- _What you need to do_: Copy the records starting at the line that contains "One point belongs on each instance of the wood grain" and ending at the end of the records, swapping every "curtain" for "drape" and leaving everything else unchanged. Leave the pictures out of your answer.

- _Information supplied_:

--- begin ---

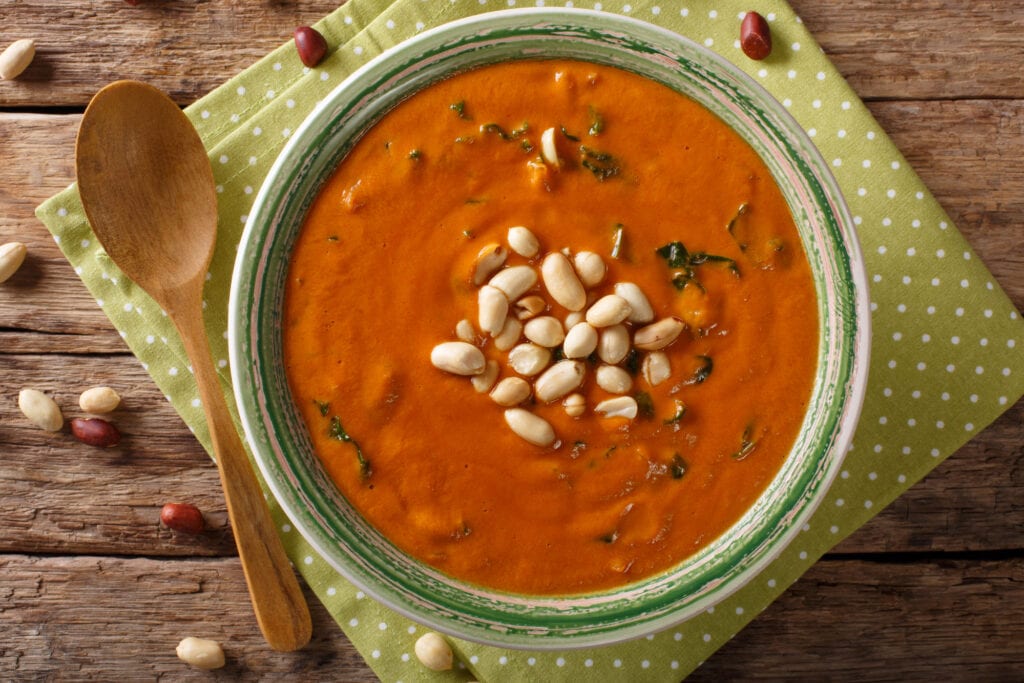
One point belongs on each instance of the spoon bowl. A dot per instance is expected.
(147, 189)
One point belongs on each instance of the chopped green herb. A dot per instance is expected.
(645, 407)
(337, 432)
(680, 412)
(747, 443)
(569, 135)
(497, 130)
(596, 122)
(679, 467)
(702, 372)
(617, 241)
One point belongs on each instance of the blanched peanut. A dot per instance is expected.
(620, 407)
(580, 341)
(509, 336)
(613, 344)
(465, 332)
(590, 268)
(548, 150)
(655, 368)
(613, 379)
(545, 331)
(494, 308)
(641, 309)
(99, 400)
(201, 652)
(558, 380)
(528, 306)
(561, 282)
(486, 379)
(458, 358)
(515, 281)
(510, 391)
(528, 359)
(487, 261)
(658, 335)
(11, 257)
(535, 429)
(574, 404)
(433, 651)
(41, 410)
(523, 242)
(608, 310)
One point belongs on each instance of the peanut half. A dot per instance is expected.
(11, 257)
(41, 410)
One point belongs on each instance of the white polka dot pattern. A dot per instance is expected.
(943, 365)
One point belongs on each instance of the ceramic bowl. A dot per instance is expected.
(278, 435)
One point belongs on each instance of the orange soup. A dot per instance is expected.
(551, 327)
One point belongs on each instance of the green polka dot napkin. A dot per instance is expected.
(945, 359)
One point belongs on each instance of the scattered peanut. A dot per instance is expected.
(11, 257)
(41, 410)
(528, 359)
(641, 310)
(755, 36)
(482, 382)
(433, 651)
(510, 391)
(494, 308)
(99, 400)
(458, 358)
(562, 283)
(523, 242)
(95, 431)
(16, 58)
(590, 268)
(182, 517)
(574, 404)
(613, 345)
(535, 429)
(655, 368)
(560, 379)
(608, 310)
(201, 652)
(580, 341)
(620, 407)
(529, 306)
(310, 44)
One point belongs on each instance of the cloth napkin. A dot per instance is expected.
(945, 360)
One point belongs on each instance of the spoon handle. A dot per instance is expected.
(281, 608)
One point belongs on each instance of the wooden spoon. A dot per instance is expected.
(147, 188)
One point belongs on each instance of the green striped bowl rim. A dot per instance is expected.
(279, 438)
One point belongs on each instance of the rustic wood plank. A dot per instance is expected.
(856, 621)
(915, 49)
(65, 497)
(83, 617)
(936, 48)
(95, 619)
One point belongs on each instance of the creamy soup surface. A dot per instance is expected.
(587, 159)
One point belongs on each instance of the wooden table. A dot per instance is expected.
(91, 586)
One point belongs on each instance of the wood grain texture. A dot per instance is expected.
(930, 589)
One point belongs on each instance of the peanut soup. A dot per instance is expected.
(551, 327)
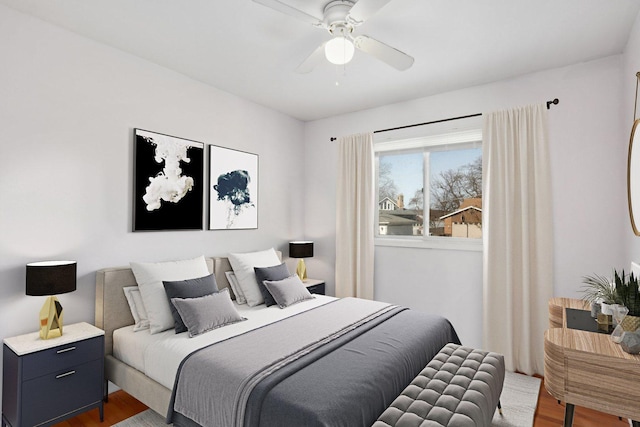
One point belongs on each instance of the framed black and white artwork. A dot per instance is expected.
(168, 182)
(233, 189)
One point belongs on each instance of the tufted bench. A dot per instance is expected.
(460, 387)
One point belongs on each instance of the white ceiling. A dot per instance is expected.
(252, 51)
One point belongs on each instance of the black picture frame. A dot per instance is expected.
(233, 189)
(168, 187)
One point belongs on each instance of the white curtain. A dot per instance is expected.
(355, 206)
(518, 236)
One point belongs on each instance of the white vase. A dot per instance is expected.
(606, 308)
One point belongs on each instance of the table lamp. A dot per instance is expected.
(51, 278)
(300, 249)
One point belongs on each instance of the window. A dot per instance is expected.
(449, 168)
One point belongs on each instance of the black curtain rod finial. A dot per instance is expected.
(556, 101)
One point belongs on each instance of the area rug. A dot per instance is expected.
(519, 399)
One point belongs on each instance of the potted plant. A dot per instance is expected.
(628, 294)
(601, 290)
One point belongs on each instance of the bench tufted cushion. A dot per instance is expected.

--- end ---

- _Result for this task_:
One point belongs on each instance of the wood grain texture. A dot per instance is expected.
(930, 589)
One point belongs on each instance of the peanut soup. A dot per instance is expected.
(551, 327)
One point belongs on each instance of the framed black and white artwork. A dot per instance is expected.
(168, 182)
(233, 189)
One point belongs on each instance of the tufted bench. A dot per instance is expected.
(460, 387)
One point belongs on each instance of the white ceiling. A dot per instance is expected.
(252, 51)
One point belongs on each instance of the black picture frame. A dot per instance is expected.
(233, 189)
(168, 187)
One point belongs on each instance of the white drape. A dot per instance is expected.
(355, 206)
(518, 236)
One point belongs on each instance of the white vase. A dot per instance is expected.
(606, 308)
One point belongs on each instance of the table lamp. A dot per instance is expected.
(51, 278)
(300, 249)
One point belongs on each instance of the window. A dot per instance is expected.
(449, 168)
One point belongs on each instance of the black drape rod finial. A dot per instance is expected.
(556, 101)
One point belongs on each instance of the area rug. A dot per instance is expected.
(519, 399)
One point belongs on each instance of the potted plant. A dot per instance is expected.
(628, 294)
(601, 290)
One point belongs on each instance of the bench tufted cushion. A dot per instance is expected.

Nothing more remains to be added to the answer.